#### SOURCE DATA

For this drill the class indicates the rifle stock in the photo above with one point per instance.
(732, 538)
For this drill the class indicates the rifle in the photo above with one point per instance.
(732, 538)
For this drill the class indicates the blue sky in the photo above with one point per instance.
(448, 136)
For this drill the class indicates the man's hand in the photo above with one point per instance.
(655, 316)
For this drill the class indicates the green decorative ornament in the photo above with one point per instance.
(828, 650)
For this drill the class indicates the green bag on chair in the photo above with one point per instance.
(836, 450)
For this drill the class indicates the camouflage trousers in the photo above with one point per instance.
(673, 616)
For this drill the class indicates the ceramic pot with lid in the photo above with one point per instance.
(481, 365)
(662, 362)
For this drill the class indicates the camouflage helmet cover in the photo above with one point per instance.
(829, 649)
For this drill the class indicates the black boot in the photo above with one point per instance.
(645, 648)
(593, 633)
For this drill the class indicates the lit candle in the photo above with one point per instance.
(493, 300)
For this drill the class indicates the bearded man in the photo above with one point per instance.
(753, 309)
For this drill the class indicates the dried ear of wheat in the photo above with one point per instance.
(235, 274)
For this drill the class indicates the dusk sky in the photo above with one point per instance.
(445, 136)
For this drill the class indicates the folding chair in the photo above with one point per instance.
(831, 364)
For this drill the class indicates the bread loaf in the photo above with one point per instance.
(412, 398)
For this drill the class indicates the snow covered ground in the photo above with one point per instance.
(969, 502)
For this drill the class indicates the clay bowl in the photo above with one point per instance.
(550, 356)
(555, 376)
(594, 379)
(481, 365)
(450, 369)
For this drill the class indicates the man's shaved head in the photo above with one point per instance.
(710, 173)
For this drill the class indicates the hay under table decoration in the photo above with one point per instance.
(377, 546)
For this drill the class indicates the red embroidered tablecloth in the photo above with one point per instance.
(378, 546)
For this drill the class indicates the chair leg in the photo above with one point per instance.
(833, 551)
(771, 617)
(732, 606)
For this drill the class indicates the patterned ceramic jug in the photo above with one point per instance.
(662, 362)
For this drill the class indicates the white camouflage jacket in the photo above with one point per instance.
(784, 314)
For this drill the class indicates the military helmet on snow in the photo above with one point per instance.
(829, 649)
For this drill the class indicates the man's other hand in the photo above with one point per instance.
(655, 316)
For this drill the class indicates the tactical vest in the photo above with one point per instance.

########

PROBLEM DESCRIPTION: Each entry must be reproduced verbatim.

TASK RESPONSE:
For this drill the class indicates the rifle stock in the photo above with one point per instance.
(732, 538)
For this drill the class indicates the rifle in the photo above with one point per instance.
(732, 538)
For this drill the class indicates the blue sky in the photo above with one point per instance.
(448, 136)
For this drill the class indicates the man's hand in the photo above with one point per instance.
(655, 316)
For this drill the class indicates the green decorative ornament in the photo above with one point per instance.
(828, 650)
For this drill the class indicates the green bag on chair in the photo above with one point per instance.
(836, 450)
For this drill the class indicates the camouflage trousers in the photo above with one point per instance.
(673, 616)
For this drill the class indicates the ceramic pot with lid in the photo above with one point per instance.
(481, 365)
(662, 362)
For this drill the class indicates the camouflage helmet cover in the photo above with one point per instance.
(829, 649)
For this drill the class indicates the black boot in the photo above with one point per instance.
(645, 648)
(593, 633)
For this drill the class indicates the lit candle in the photo above with one point per instance.
(493, 300)
For this drill the class indicates the bearded man in the photo above with one point per instance.
(753, 309)
For this drill the class indicates the dried ear of wheat in the photo above with one point per instance.
(235, 274)
For this drill the class indicates the dusk sky in the photo above with one point per instance.
(445, 136)
For this drill the class indicates the folding chair in the photo above with one point per instance.
(831, 364)
For this drill the class indicates the bread loaf in the photo above with one point per instance.
(412, 398)
For this drill the class indicates the snow covered ground in the photo above with one point per instance.
(969, 502)
For this drill the class indicates the clay bowl in the photo above with one point per instance.
(550, 356)
(555, 376)
(594, 379)
(481, 365)
(450, 369)
For this drill the class indicates the man's shaved head in the photo above with one point per instance.
(710, 173)
For this drill the class indicates the hay under table decoration in the photo above with one point per instance.
(377, 546)
For this drill the class indicates the red embroidered tablecloth in the photo above with one point per instance.
(378, 546)
For this drill the class indicates the chair leg in the photo above with one point per instance.
(833, 551)
(771, 617)
(732, 606)
For this drill the class indicates the patterned ceramic jug in the photo above with one point per instance.
(662, 362)
For this drill the class indicates the white camouflage jacket in the photo above with one point per instance.
(784, 314)
For this drill the class indicates the military helmet on snow in the photo above with one point per instance.
(829, 649)
For this drill the class indicates the man's other hand in the photo above with one point per instance.
(655, 316)
For this drill the class indicates the tactical vest in the photo above with one point per instance.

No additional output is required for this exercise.